== Short exercise ==
Write out the rows below word for word, from the line with "cable and give integer pixel coordinates." up to and including the line with "wristwatch and give integer pixel coordinates.".
┏━━
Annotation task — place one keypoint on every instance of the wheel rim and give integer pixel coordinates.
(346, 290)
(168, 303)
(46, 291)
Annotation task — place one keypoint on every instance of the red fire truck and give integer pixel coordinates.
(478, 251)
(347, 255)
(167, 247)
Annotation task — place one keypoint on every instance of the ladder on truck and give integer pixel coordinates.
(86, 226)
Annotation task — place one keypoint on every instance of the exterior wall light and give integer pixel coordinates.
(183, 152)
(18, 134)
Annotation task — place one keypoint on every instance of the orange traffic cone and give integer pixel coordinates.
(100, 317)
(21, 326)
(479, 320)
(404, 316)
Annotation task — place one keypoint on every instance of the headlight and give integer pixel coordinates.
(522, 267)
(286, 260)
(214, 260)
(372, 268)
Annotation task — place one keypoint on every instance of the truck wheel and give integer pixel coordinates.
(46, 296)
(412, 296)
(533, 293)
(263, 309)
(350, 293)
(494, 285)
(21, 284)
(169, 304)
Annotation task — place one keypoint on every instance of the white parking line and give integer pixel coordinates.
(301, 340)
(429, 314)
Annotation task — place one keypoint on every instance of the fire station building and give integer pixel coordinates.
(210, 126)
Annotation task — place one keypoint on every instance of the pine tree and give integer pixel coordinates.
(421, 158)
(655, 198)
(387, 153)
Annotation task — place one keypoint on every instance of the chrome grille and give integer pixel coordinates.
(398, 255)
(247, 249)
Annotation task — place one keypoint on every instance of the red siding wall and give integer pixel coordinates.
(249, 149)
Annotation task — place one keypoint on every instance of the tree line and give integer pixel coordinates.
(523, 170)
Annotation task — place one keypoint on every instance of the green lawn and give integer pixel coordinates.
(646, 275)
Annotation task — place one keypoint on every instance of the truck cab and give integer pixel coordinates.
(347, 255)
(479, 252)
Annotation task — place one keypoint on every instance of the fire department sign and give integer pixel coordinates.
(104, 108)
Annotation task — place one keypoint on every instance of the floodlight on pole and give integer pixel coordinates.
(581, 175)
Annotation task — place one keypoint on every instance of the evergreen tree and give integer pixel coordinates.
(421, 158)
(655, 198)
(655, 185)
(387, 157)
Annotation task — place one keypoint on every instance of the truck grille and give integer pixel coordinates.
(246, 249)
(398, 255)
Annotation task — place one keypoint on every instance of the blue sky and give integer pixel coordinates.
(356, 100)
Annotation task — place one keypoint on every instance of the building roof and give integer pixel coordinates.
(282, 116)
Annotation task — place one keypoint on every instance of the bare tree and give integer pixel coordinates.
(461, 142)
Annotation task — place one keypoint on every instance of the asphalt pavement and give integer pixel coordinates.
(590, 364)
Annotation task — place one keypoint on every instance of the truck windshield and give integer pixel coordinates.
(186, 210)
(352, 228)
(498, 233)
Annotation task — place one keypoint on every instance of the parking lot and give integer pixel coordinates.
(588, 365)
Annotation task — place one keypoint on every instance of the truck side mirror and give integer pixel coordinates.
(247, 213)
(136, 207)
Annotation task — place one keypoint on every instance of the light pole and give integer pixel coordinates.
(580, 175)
┗━━
┏━━
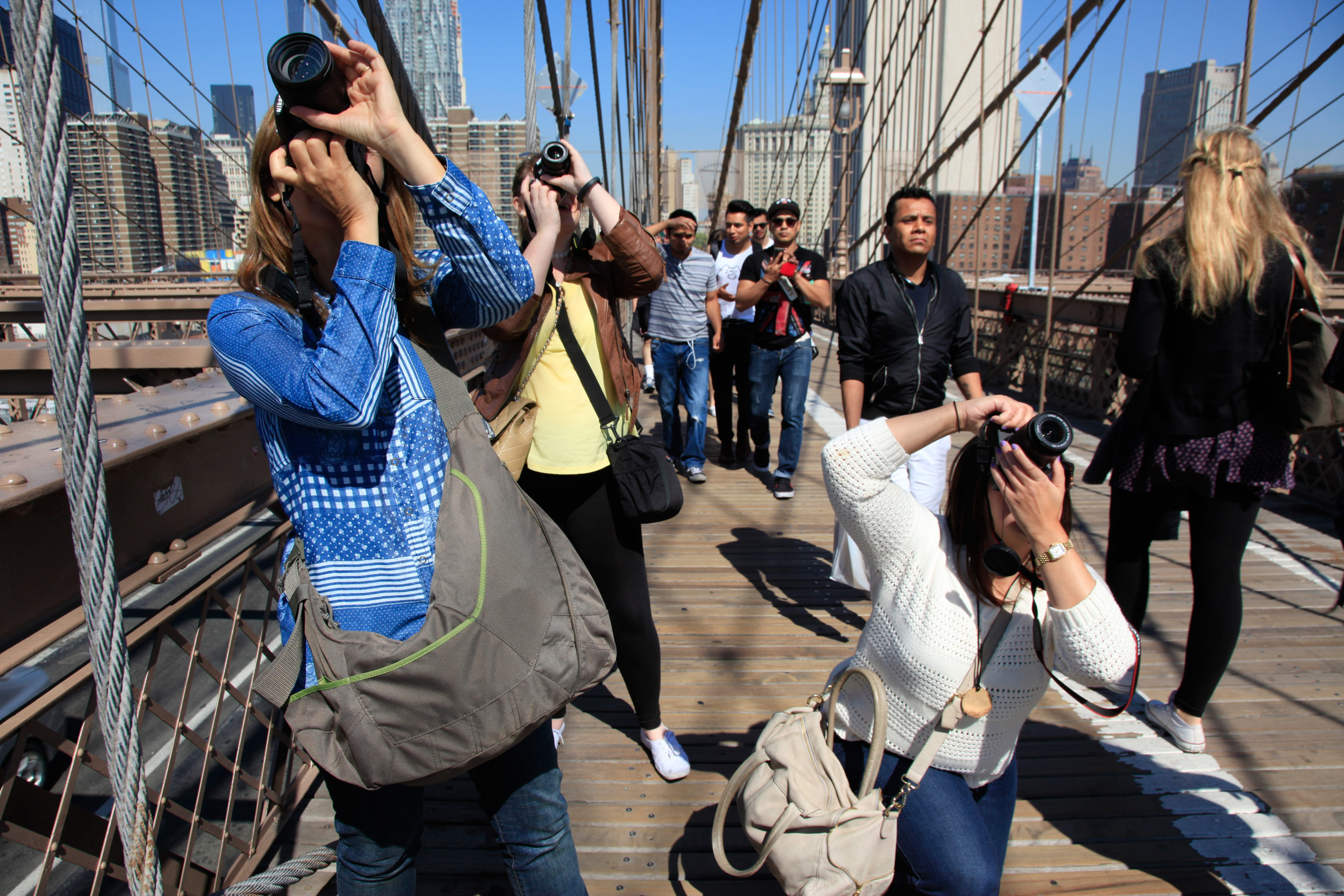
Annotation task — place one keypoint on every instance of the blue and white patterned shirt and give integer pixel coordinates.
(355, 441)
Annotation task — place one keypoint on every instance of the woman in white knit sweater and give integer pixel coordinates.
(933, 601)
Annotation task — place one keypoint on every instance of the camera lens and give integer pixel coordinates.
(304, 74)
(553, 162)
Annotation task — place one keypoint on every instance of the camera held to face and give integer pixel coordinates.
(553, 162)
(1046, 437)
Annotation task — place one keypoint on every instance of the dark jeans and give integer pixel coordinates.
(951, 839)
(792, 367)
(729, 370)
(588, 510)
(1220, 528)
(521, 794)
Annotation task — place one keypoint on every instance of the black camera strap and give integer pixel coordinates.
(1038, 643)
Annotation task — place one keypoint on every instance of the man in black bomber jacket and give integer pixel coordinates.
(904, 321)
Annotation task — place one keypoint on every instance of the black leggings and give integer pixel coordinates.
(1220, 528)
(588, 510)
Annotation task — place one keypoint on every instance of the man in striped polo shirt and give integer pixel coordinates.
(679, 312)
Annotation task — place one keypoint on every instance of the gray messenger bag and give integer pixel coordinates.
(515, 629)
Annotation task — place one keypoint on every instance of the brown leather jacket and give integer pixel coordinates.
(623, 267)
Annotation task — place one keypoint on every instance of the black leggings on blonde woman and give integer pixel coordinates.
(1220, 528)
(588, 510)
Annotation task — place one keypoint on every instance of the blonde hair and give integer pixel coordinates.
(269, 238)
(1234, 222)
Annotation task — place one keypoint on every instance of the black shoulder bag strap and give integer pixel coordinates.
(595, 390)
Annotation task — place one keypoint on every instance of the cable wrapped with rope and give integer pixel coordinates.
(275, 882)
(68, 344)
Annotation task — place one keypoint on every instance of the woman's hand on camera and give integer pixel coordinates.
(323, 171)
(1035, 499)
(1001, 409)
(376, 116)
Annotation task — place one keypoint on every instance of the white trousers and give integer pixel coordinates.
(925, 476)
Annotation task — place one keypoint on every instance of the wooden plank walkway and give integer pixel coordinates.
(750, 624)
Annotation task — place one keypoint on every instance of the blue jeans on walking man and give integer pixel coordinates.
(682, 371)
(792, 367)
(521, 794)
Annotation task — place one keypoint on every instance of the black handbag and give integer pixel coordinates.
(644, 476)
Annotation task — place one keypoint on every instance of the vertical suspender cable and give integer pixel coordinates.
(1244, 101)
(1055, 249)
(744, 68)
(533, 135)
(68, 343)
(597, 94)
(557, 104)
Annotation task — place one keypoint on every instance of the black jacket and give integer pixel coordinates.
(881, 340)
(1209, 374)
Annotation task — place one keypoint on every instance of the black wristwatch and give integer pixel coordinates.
┗━━
== Task answer ==
Annotation task — place one keypoint on every instance of the vertical suspender cable and give integer pixel coordinates.
(1244, 101)
(1055, 249)
(744, 68)
(533, 135)
(68, 343)
(597, 94)
(557, 104)
Annotation task — place one keypoint on every instance of the black jacket and give integer pixel coordinates.
(881, 340)
(1209, 374)
Annotation task — place one keypoint on every instance of the black wristwatch and give integer pixel coordinates.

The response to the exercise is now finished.